Text block —
UK dairy farm incomes set to recover in 2017-18
British dairy farmers lost an average of 3.49p/litre (€0.0394) in 2016-17, following the extended spell of low milk prices, according to a new survey by accountant Old Mill. However, incomes are set to increase markedly in 2017-18 amid increasing dairy demand and values.
Based on Old Mill and Farm Consultancy Group (FCG) clients with a March year-end, dairy farmers had an average cost of production of 29.20p/litre (€0.032) in 2016-17 – well above the average milk price of 25.71p/litre.
When taking non-milk income, such as calf and cow sales into account, but not including rent, finance or the single payment, the average farm profit was 0.28p/litre.
Mike Butler, chairman of the board at Old Mill, says, “That was well below our forecast profit of 1.08p/litre this time last year.
“And it is purely down to the extended period of low milk prices. Farmers cut expenditure as far as possible, in areas like property repairs and variable costs, but there was only so much they could do to offset the catastrophic milk price.”
However, the outlook is now considerably brighter, with milk prices predicted to average 29p/litre in 2017-2018 and non-milk income pegged at 3.3p/litre.
“Efficient businesses should be able to generate a profit of around 3p/litre, with the more efficient operators sitting above 5p/litre,” explains Phil Cooper, partner at FCG.
Costs of production are set to remain virtually unchanged at 29.19p/litre, including imputed costs of £30,000 (€33,866) for unpaid labour, with feed and fertiliser prices dropping back while other areas increase.
“We would expect to see increases in vet and medicine costs as more businesses start vaccinating stock – although some of this should be offset by a reduction in dry cow therapy as milk buyers encourage selective dry cow treatments,” says Cooper.
“Silage costs are expected to increase due to the good grass growing year. And depreciation could rise slightly as renewed confidence leads to increased investment.”
With current predictions showing a shortage of milk going into the winter, there are plenty of reasons to be optimistic, he adds. “That said, it is important to continue to focus on making your business more efficient.”

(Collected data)
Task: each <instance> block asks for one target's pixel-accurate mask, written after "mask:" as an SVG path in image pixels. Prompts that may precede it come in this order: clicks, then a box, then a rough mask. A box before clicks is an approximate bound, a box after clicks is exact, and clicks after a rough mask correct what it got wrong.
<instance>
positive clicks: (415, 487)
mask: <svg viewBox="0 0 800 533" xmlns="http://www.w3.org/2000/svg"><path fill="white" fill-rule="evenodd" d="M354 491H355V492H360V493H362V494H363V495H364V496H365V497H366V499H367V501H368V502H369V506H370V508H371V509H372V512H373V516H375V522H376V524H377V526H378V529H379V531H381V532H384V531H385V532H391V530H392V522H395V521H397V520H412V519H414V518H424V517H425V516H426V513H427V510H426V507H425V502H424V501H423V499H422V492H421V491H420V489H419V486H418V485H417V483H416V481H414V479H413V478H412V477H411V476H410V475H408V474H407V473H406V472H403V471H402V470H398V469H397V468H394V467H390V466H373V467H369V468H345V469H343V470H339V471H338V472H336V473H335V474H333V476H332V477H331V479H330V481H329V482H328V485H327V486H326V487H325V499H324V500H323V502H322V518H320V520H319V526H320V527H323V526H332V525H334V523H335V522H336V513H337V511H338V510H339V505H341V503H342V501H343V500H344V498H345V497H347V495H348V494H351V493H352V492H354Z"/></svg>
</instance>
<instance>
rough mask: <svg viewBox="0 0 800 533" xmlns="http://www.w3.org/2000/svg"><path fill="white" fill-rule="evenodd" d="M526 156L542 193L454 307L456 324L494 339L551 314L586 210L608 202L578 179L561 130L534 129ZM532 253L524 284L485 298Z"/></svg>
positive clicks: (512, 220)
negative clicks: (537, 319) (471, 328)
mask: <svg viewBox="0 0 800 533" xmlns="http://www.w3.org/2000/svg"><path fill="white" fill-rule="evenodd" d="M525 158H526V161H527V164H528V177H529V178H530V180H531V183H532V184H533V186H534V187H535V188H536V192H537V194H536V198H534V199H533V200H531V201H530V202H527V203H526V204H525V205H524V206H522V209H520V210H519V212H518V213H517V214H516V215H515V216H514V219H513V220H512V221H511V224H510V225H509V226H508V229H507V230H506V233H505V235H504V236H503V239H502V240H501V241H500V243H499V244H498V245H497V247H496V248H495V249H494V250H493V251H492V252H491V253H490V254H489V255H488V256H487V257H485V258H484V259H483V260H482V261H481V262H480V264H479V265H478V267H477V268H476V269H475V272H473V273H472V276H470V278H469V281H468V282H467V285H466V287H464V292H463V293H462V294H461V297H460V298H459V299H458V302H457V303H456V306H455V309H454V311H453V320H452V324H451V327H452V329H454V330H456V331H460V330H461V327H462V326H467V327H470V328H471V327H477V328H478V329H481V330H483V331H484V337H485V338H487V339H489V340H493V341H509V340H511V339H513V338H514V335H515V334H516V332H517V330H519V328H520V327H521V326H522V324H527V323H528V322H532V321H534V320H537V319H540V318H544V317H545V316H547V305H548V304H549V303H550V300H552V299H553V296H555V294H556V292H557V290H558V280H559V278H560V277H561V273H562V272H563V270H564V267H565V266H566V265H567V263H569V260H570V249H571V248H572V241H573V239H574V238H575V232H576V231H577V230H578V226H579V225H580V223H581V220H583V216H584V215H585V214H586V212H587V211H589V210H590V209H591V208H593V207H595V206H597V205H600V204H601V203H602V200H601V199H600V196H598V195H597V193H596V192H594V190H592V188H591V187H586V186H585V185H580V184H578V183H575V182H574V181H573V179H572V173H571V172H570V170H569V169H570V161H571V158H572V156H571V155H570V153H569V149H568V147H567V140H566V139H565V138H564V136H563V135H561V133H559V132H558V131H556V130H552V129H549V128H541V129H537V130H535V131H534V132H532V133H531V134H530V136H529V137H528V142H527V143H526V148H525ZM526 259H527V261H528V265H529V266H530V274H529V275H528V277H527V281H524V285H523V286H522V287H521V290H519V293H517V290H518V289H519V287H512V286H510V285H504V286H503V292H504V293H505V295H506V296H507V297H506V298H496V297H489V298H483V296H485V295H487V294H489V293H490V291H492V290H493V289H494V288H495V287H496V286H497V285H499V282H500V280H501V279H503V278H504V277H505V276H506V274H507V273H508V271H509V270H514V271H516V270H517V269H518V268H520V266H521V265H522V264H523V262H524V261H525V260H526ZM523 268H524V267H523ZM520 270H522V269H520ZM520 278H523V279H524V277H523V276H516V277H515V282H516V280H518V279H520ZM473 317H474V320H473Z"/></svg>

Work order 1 — According to the article on UK dairy farm incomes, which costs does Phil Cooper expect to rise in 2017-18? List each one.
Work order 2 — Write the next part of the article on UK dairy farm incomes, starting right after its final sentence.

Expected output 1 —
- Vet and medicine costs
- Silage costs
- Depreciation

Expected output 2 —
Analysis of the top and bottom 10% of producers shows that feed, labour and machinery costs are the main areas on which to focus. The bottom 10% of producers received 0.77p/litre more for their milk price than the top 10%, at 25.76p/litre in 2016-17.
Although their herd size was smaller, their yield per cow was higher – but at a steep cost, with expenditure on purchased feed more than double that of the top 10%, at 8.73p/litre. Overall, the top 10% managed a comparable farm profit of 8.94p/litre last year, against a loss of 13.06p/litre among the bottom 10%.
“It is encouraging to see that the top producers can continue to make a profit at times of low milk prices,” says Butler. “And there is a much brighter outlook ahead, with the average 2m litre producer likely to see profits rise from £5,600 to £62,200 in 2017-18.
“However, it will take months, if not years of trading at this level to repair depleted balance sheets – and we would like to see profits rise further, not least through greater efficiency gains. Farmers need to plan carefully to retain as much profit in the business, with one eye to investing for the future in the most tax-efficient manner possible.”
It’s also vital that producers don’t simply ramp up milk production again, as it will tip the balance towards another downward cycle, he warns. “There is no perfect solution, but the more producers who understand that over-production will destroy their market, the greater the chance this precious industry has of maintaining a sensible level of profitability.”
Old Mill and FCG will be unveiling the full results of the survey at the Dairy Show on 4 October.